:: Task to carry out ::
Reproduce the review of the Takahashi and Elias photobook and album below, word for word and in full.

:: Passage ::
___
First, the book contains photographic work by Edouard Elias, partly from Egypt and French. His camera documents memories to become historical documents. His photobook shows pictures from the Mediterranean world, the Eastern part of it, the world of refugee camps, and boats at sea and throughout; it’s poignant but also has (so I believe) a political message: why do we allow this to happen? And ‘this’ is refugees, war, famine, and poverty. These are some solid and robust images in full colour, so we don’t miss out on any details.
As for the music, let me start at the end: this is an excellent record, let there be no doubt about it. Akio Takahashi hails from Kobe, Japan, and since 2022, she has worked under her real name, as she released music under other names in 2020. Her music leans heavily on field recordings and treated instruments, primarily the piano, but maybe also percussion instruments. The music is delicate and vulnerable, on the verge of breaking altogether. Music that just as quickly would have fit on Laapsbut now joined by a photobook. The cover says this is the result of a dialogue between Takahashi and Elias, but also, that’s not a concept, nor does it want to be. “This album was born as a long-lasting sound continuum. It was then cut, stitched together and reassembled to give shape and restore unity from the fragments to have an album that shows its completeness halfway between the titles and the compositions themselves”. Reading this, listening to the music and looking at the pictures gives me a strange feeling. Obviously, I am sitting at home, in my quiet, well-to-do neighbourhood, not being rich or poor, hungry or threatened by war, and it’s straightforward to enjoy such wonderful music; music that seems to be made for such environments as I find myself in, quiet and relaxed. Perhaps not the kind of music people in refugee camps could relate to, but I am the first to say: I don’t know. They might enjoy it and need soothing ambient music, but it’s not the soundtrack of harsh reality. In that respect, I have some trouble with this otherwise beautiful release; it’s the dialogue that I don’t understand. Maybe the title says it all; it could have been a beautiful morning. It could have been, but was it a beautiful morning? (FdW)
___
:: Recorded information ::
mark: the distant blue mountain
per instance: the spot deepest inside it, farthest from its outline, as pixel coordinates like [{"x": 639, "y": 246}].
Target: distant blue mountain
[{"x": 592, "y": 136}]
___
:: Solution below ::
First, the book contains photographic work by Edouard Elias, partly from Egypt and French. His camera documents memories to become historical documents. His photobook shows pictures from the Mediterranean world, the Eastern part of it, the world of refugee camps, and boats at sea and throughout; it’s poignant but also has (so I believe) a political message: why do we allow this to happen? And ‘this’ is refugees, war, famine, and poverty. These are some solid and robust images in full colour, so we don’t miss out on any details.
As for the music, let me start at the end: this is an excellent record, let there be no doubt about it. Akio Takahashi hails from Kobe, Japan, and since 2022, she has worked under her real name, as she released music under other names in 2020. Her music leans heavily on field recordings and treated instruments, primarily the piano, but maybe also percussion instruments. The music is delicate and vulnerable, on the verge of breaking altogether. Music that just as quickly would have fit on Laapsbut now joined by a photobook. The cover says this is the result of a dialogue between Takahashi and Elias, but also, that’s not a concept, nor does it want to be. “This album was born as a long-lasting sound continuum. It was then cut, stitched together and reassembled to give shape and restore unity from the fragments to have an album that shows its completeness halfway between the titles and the compositions themselves”. Reading this, listening to the music and looking at the pictures gives me a strange feeling. Obviously, I am sitting at home, in my quiet, well-to-do neighbourhood, not being rich or poor, hungry or threatened by war, and it’s straightforward to enjoy such wonderful music; music that seems to be made for such environments as I find myself in, quiet and relaxed. Perhaps not the kind of music people in refugee camps could relate to, but I am the first to say: I don’t know. They might enjoy it and need soothing ambient music, but it’s not the soundtrack of harsh reality. In that respect, I have some trouble with this otherwise beautiful release; it’s the dialogue that I don’t understand. Maybe the title says it all; it could have been a beautiful morning. It could have been, but was it a beautiful morning? (FdW)